=== INFORMATION PROVIDED ===

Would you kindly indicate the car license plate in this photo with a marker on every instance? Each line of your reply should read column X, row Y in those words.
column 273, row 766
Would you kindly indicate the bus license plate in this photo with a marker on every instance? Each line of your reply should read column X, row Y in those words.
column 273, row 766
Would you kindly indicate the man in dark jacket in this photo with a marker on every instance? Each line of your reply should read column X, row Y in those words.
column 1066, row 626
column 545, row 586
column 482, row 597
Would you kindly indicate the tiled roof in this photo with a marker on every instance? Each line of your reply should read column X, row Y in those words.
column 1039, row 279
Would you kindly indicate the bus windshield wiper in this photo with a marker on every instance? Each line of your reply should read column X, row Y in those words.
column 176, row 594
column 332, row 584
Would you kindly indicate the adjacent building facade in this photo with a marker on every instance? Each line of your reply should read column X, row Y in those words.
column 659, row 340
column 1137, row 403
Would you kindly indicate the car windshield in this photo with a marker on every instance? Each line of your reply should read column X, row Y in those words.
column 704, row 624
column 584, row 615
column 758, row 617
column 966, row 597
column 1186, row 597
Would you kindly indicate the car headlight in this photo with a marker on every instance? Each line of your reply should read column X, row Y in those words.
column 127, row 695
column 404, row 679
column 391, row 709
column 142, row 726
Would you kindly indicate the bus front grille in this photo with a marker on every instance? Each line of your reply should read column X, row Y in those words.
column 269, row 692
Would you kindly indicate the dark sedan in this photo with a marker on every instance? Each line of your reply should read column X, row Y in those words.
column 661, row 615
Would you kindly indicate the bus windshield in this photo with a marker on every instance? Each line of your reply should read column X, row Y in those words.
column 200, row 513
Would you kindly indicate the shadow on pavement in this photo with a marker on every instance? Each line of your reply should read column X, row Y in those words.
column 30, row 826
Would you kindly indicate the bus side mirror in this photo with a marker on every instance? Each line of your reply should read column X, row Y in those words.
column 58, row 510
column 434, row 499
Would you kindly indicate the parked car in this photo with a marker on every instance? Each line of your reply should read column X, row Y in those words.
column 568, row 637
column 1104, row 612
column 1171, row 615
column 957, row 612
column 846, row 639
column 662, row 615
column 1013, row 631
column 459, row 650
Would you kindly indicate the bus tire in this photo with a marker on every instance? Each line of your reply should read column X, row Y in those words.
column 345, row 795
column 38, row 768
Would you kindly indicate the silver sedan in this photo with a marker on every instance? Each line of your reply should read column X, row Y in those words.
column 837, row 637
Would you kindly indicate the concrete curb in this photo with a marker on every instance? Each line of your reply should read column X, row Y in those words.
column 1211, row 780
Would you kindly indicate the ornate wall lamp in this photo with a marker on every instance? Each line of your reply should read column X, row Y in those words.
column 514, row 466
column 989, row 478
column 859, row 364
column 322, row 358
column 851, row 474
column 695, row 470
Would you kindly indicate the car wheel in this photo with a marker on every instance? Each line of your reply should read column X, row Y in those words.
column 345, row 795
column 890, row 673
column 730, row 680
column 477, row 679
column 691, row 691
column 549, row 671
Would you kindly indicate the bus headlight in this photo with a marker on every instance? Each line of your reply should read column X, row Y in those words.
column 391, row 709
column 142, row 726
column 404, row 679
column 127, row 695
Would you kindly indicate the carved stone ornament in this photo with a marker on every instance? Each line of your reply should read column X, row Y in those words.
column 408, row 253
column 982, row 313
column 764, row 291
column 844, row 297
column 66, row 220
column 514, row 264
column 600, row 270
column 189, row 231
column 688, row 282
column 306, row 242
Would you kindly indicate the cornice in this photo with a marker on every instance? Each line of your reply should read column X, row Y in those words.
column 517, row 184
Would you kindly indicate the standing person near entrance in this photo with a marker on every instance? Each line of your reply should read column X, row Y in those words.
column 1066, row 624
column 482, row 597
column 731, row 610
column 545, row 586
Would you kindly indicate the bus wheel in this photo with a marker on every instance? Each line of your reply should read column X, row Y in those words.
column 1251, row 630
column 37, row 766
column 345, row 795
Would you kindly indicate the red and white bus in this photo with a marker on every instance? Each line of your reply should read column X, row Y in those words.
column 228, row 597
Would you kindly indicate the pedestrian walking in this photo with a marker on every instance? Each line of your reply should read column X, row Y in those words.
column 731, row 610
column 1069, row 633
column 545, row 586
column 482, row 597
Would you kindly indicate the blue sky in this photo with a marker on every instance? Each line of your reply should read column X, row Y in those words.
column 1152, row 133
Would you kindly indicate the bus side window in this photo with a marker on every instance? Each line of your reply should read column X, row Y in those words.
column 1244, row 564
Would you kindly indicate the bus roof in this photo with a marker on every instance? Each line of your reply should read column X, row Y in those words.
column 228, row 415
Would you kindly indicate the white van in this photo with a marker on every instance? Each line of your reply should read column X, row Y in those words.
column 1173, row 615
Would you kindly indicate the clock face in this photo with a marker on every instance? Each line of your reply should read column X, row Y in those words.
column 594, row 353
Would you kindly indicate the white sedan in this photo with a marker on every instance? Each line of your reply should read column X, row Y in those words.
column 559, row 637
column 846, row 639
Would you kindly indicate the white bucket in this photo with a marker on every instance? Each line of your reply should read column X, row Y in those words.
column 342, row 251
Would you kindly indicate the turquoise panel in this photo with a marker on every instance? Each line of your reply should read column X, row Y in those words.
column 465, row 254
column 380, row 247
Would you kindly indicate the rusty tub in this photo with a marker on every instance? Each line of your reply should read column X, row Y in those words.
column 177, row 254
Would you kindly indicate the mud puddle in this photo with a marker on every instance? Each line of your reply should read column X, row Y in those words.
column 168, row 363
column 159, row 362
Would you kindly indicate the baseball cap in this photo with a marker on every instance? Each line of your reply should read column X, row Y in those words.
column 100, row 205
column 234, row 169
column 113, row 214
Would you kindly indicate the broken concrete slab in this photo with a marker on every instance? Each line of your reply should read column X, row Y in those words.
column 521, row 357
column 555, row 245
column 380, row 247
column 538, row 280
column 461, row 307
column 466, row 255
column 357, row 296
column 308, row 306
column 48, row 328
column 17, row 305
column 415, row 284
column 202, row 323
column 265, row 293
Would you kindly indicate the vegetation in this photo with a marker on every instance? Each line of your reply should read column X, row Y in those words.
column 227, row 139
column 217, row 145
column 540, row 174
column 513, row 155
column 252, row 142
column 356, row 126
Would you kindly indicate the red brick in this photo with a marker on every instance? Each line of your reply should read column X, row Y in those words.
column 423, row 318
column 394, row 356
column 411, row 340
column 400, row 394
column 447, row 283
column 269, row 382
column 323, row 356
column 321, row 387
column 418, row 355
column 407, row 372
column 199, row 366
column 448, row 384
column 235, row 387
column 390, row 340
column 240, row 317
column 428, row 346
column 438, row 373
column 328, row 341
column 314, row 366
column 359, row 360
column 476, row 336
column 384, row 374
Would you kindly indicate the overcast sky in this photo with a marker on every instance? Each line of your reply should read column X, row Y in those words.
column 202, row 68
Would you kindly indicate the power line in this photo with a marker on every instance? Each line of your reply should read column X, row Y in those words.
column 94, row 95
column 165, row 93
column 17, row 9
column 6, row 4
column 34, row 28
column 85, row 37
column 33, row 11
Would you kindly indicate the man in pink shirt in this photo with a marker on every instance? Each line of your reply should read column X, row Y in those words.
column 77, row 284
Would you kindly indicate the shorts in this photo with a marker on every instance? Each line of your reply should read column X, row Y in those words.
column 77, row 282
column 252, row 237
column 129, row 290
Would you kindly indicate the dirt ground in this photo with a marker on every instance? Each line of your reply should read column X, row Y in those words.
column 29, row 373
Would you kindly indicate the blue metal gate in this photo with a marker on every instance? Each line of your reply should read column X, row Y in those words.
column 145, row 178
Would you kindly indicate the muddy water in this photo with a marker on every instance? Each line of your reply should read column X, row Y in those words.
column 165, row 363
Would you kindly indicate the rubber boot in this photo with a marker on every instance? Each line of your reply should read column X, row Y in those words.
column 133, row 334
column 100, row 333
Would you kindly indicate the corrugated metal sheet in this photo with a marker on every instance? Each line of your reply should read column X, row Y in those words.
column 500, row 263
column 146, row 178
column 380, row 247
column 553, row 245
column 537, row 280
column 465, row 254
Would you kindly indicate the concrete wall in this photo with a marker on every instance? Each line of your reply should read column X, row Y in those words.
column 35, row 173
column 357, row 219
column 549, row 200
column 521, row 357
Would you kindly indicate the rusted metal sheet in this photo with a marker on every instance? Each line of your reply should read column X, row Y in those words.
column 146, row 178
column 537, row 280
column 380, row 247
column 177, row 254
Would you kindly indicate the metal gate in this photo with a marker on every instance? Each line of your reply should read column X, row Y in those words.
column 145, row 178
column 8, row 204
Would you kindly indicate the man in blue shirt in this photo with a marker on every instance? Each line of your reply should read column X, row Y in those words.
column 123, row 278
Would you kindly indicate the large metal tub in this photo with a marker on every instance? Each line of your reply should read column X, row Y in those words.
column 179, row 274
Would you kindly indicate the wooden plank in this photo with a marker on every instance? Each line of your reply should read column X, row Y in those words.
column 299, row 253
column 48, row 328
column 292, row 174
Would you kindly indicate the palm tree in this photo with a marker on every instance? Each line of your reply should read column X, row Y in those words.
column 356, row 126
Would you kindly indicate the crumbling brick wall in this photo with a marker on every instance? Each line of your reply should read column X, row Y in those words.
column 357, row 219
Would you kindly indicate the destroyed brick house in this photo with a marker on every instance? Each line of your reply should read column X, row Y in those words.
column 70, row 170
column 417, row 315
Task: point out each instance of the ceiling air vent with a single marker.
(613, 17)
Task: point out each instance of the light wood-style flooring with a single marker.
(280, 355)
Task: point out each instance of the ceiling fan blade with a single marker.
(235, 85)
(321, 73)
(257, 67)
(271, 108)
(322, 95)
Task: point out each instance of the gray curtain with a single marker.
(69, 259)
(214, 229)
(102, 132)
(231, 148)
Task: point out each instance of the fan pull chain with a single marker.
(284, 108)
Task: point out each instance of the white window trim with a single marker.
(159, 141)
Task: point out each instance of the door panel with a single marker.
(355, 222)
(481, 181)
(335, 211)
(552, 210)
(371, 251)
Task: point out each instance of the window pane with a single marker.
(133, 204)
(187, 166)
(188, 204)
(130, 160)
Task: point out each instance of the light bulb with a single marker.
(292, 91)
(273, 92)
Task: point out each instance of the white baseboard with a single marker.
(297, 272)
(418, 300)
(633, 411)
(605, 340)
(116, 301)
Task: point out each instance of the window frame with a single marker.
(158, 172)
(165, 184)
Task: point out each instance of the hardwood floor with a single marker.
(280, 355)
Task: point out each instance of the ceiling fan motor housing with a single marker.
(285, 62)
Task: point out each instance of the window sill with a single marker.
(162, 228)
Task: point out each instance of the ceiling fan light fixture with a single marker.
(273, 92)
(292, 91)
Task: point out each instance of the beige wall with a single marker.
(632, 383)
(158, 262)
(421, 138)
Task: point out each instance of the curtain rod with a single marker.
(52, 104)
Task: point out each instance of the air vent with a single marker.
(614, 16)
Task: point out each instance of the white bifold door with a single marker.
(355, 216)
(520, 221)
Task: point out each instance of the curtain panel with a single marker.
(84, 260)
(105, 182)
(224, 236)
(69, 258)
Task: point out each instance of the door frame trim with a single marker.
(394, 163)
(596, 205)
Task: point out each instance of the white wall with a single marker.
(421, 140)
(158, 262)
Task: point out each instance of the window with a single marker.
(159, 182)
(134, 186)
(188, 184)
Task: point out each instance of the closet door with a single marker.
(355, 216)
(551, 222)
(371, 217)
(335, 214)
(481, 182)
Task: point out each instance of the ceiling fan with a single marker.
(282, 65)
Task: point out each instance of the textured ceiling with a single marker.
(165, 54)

===

Return, word for word, every line from the line with "Task: point out each instance of the door frame" to the final line of the data.

- SOLUTION -
Task: point out each instance of the door frame trim with a single marker.
(394, 163)
(596, 205)
Task: point out each instance of the white wall with a single marker.
(421, 140)
(158, 262)
Task: point out each instance of the window with a single marker.
(159, 182)
(134, 186)
(188, 184)
Task: point out each instance of the closet door with a single marker.
(355, 216)
(551, 222)
(371, 217)
(335, 214)
(481, 182)
Task: point out each instance of the ceiling fan with a single marker.
(282, 65)
Task: point out each instance of the textured ceiling with a single marker.
(165, 54)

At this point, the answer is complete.